§ **Excerpted text**
Eleven Years of json-schema-faker — and I Just Shipped v0.6.0
I first committed this library in April 2015. Eleven years, one sponsor, and a 41-issue backlog later — here's what v0.6.0 actually took.
How It Started
I needed to generate realistic fake data from a JSON Schema. This was April 2015 — before the tooling ecosystem around JSON Schema matured, before Draft 2019-09, before 2020-12, back when definitions was the only way to reference schemas and everyone had their own idea of what allOf meant.
There was nothing that did what I needed. So I built it. The first commit landed on April 7, 2015. By July we had faker.js and chance.js integration and the first real releases (v0.1.x).
json-schema-faker reads a JSON Schema and generates valid, realistic fake data from it. You give it a schema describing a User object with constraints — string formats, nested refs, conditional branches — and it gives you data that satisfies those constraints. It plugs into test suites, API mocking layers, contract testing. Anywhere you'd otherwise hand-write fixtures.

Source records:
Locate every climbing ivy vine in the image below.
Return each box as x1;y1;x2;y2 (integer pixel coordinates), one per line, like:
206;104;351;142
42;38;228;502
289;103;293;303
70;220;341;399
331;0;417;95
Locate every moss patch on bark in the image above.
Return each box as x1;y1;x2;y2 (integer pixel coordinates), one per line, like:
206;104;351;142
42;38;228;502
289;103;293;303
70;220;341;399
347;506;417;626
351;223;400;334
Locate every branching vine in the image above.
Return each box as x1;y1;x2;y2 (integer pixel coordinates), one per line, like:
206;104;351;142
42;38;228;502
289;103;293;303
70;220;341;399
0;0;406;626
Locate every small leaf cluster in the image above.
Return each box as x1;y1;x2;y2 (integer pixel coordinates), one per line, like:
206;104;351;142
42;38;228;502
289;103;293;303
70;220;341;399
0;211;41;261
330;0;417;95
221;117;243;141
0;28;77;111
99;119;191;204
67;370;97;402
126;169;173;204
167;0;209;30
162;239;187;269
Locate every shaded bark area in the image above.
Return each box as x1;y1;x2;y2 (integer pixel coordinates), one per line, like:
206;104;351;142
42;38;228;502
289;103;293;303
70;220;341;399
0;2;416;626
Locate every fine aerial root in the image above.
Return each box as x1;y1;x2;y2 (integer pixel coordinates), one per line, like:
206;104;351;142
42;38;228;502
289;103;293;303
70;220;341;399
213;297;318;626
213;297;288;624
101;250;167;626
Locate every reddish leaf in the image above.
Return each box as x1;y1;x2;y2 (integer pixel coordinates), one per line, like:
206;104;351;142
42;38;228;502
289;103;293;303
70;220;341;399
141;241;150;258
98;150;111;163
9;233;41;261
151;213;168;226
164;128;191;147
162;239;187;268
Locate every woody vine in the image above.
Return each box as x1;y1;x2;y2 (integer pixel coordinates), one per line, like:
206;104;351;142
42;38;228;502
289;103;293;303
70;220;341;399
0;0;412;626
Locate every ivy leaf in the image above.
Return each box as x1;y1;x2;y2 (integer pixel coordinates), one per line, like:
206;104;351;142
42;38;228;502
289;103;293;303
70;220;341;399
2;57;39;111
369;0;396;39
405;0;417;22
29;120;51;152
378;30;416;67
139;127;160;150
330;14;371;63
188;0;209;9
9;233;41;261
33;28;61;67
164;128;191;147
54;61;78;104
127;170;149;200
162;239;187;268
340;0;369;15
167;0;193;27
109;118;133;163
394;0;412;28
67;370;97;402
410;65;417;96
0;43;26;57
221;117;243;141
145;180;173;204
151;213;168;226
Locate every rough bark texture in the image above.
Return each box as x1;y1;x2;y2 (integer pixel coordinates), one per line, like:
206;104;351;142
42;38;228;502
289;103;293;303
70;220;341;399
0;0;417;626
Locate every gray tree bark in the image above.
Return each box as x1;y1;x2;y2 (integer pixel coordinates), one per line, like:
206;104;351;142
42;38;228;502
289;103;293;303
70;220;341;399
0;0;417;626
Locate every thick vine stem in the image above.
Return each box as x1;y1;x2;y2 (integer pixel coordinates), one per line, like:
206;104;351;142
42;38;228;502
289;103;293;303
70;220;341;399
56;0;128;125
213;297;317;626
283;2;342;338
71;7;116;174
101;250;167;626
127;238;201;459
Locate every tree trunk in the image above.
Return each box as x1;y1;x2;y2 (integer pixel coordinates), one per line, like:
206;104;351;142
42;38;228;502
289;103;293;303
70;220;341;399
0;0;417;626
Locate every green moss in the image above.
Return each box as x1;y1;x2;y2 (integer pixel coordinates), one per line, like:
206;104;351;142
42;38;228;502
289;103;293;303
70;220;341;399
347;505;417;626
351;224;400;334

§ **Work to do**
1. In the json-schema-faker post, rewrite the paragraph beginning "json-schema-faker reads a JSON Schema" as a short bulleted list that keeps its main facts.
2. Summarize the json-schema-faker post in two sentences.
3. According to the json-schema-faker post, on what date did the library's first commit land?

§ **Solutions to the tasks**
1.
- json-schema-faker reads a JSON Schema and generates valid, realistic fake data from it.
- Given a schema with constraints such as string formats, nested refs and conditional branches, it produces data that satisfies them.
- It plugs into test suites, API mocking layers and contract testing.
- It can be used anywhere fixtures would otherwise be written by hand.

2. The author built json-schema-faker in April 2015 because nothing else could generate realistic fake data from a JSON Schema, and eleven years later has shipped v0.6.0. The library reads a schema and produces data that satisfies its constraints, for use in test suites, API mocking and contract testing.

3. April 7, 2015.